= Required work =
Please filter the listing below and copy out each line that contains the word "stone". Only matches with the same uppercase and lowercase letters count.

== == ==

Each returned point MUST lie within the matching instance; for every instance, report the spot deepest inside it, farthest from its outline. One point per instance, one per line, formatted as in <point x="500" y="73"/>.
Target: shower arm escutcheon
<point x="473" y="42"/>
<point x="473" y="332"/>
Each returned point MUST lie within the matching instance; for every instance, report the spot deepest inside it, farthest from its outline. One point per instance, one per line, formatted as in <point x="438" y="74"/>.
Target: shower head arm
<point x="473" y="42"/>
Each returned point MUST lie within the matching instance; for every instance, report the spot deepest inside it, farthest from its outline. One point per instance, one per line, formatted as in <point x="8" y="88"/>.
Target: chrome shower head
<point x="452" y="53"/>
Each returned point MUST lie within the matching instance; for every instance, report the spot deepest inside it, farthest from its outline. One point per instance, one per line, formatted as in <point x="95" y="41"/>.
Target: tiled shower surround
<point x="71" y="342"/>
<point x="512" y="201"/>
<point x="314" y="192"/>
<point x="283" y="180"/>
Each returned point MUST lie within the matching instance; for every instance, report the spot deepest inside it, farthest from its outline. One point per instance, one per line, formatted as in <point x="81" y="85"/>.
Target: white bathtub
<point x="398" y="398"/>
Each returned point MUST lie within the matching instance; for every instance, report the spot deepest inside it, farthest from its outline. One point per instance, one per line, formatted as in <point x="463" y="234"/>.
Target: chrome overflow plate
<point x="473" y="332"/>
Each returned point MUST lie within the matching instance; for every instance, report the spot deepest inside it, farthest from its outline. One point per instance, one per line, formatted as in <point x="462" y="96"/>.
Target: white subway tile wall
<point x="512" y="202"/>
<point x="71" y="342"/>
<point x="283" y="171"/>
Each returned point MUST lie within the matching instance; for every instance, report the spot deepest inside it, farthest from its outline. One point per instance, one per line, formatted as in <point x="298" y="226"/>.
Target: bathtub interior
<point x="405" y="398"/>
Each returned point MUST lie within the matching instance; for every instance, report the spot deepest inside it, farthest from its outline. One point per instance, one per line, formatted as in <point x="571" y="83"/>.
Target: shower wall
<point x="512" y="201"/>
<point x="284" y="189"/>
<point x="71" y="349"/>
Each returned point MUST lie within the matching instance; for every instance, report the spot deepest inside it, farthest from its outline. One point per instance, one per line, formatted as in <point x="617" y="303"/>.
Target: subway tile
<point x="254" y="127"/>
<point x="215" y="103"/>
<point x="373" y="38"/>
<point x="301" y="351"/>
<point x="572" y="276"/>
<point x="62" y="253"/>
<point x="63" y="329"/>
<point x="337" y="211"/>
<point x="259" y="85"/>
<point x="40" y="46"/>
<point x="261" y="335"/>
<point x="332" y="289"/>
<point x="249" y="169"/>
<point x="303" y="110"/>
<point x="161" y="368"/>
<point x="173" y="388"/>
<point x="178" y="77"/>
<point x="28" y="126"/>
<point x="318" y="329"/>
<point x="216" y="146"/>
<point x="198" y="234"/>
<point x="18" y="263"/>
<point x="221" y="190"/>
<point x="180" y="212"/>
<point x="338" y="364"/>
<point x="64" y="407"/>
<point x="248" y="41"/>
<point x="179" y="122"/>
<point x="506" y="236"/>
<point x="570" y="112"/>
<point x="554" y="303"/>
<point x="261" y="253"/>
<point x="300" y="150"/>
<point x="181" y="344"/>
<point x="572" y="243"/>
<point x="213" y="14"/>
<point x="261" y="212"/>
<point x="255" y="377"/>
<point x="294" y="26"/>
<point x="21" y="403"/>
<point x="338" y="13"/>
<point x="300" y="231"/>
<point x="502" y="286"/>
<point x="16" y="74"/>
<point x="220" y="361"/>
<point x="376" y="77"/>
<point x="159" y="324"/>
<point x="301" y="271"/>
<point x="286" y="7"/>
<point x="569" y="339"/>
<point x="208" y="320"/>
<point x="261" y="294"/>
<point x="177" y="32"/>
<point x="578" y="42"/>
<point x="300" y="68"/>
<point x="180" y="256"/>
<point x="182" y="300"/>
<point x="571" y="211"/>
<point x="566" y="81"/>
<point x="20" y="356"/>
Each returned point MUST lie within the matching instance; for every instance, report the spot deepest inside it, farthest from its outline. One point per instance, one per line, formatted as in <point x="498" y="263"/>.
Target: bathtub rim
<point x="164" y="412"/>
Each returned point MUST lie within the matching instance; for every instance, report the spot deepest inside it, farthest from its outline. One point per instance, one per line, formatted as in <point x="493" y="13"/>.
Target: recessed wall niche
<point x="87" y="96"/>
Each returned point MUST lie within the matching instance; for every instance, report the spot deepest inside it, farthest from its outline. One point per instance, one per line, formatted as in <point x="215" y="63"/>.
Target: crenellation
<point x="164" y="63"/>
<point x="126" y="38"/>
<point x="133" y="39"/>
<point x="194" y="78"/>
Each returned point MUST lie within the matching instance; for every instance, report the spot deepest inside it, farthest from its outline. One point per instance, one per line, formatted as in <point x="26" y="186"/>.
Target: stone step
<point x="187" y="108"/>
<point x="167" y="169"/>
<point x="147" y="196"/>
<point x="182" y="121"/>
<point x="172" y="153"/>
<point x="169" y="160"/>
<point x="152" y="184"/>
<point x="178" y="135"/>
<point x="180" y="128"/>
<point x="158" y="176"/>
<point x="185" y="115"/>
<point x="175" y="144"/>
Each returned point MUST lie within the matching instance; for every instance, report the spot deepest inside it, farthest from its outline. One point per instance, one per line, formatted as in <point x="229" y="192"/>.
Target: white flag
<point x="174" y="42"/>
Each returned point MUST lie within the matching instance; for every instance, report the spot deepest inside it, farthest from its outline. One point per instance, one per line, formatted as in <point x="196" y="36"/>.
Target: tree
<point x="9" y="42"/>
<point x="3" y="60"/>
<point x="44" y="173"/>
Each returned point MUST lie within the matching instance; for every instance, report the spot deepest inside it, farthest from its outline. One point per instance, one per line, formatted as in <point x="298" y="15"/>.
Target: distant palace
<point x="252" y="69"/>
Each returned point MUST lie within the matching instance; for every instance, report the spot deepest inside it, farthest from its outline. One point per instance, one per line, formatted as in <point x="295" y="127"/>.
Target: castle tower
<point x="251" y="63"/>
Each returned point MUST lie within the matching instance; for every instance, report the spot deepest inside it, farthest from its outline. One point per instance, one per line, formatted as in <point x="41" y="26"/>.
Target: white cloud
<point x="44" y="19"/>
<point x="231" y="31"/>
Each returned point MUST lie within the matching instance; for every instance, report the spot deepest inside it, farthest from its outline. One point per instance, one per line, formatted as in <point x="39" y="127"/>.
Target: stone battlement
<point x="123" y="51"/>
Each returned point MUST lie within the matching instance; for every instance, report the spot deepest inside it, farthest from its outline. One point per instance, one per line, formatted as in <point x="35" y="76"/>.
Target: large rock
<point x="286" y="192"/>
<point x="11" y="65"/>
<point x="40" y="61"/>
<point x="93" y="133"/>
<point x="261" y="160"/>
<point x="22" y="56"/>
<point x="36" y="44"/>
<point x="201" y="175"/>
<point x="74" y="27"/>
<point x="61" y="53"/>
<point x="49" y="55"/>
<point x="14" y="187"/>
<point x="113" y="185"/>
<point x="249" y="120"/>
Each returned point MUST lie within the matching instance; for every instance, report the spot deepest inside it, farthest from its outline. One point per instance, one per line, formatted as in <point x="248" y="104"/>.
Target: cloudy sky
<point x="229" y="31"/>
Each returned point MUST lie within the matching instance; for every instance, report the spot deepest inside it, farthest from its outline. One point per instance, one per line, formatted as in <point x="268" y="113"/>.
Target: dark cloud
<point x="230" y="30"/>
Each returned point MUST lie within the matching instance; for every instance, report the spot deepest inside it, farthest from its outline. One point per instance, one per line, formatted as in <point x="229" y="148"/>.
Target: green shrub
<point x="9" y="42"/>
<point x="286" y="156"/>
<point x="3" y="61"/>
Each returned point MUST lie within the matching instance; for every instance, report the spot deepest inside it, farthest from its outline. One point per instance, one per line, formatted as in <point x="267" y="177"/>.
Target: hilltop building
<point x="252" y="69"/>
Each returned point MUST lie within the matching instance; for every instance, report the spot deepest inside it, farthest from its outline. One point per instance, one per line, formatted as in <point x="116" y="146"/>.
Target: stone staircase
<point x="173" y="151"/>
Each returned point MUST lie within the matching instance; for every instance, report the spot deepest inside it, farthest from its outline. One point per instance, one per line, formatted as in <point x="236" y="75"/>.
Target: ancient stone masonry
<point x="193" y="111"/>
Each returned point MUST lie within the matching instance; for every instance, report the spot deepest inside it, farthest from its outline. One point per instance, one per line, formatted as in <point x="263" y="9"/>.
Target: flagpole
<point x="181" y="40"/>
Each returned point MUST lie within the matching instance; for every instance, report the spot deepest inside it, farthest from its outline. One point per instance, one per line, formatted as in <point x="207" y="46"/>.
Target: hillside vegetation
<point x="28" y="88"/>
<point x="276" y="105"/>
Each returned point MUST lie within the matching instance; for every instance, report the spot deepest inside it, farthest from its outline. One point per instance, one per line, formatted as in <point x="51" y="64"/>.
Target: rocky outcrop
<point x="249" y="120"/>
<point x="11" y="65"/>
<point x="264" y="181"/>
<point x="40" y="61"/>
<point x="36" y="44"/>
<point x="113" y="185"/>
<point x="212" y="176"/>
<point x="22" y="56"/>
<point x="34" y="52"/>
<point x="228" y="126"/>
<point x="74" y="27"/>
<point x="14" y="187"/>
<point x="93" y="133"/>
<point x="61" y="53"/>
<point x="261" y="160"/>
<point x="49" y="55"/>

== == ==

= Worked solution =
Target: stone step
Target: stone battlement
Target: stone staircase
Target: ancient stone masonry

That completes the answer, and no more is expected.